§ What is needed: Continue the biography of naval officer Brockett from the point where the excerpt below stops.

§ Excerpt provided:
•••••
Brockett attended the US Naval Academy, lettering in rowing in the same 1933 ceremony that his deputy at BuShips, Charles Curtze, received recognition for his superior performance in gymnastics. He graduated with a B.S. degree on May 31, 1934. Brockett later attended the Naval Postgraduate School. He completed an M.S. degree in naval architecture and marine engineering at the Massachusetts Institute of Technology in 1943. His thesis advisor was Joseph H. Keenan.

== Career ==
Lieutenant (JG) Brockett served in Shanghai, China aboard the River gunboat USS Luzon (PG-47). He was temporarily attached to Headquarters Company, Fourth Marines, the so-called China Marines, at Shanghai, China in May 1940. He left Shanghai on June 9, 1940, bound for the US Naval Academy aboard the SS President Cleveland.

During World War II, Brockett served as an engineer officer aboard the heavy cruiser from 1943 to 1945. He was promoted to commander on February 1, 1944. After the war, Brockett served as an instructor of marine engineering back at the Naval Academy.

Brockett was promoted to captain on November 1, 1952, and rear admiral on July 1, 1961. He served as commander of the Boston Naval Shipyard and as Assistant Chief of the Bureau of Ships for Design, Shipbuilding and Fleet Maintenance. Brockett became Chief of the bureau in April 1963, succeeding Ralph K. James.
•••••
§ Raw data:
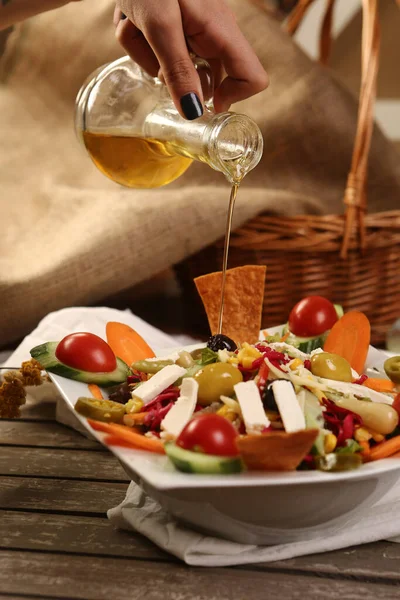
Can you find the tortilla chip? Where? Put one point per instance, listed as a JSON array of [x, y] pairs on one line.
•••••
§ Task result:
As Chief of BuShips, Brockett played a role in the investigation of the April 1963 sinking of the nuclear-powered submarine USS Thresher (SSN-593). He also participated in discussions with NASA regarding the use of stable ocean platforms in lieu of instrumentation ships for the early United States space program.

Brockett's telegram to the commissioning of the USS Ulysses S. Grant (SSBN-631) was read aloud at the ceremony on July 17, 1964.

Brockett and his vice chief, Charles A. Curtze, submitted resignations from their posts at BuShips and requested early retirement in October 1965 in protest over Secretary of Defense McNamara's increasing centralization of military power in The Pentagon. Brockett retired on February 1, 1966, after being succeeded by Edward J. Fahy.

Brockett spoke at the commissioning of the USS Gallup (PGM-85) on October 22, 1966.

== Honors ==
Brockett was awarded the Legion of Merit for his service as Chief of the Bureau of Ships.

The Webb Institute sponsors an annual scholarship in Brockett's honor.

== Personal ==
In 1939, Brockett married Juana Sutton (February 7, 1912 – October 7, 2004). She was an actress best known for her supporting role in Charlie Chaplin's 1936 film Modern Times. They had a son and a daughter.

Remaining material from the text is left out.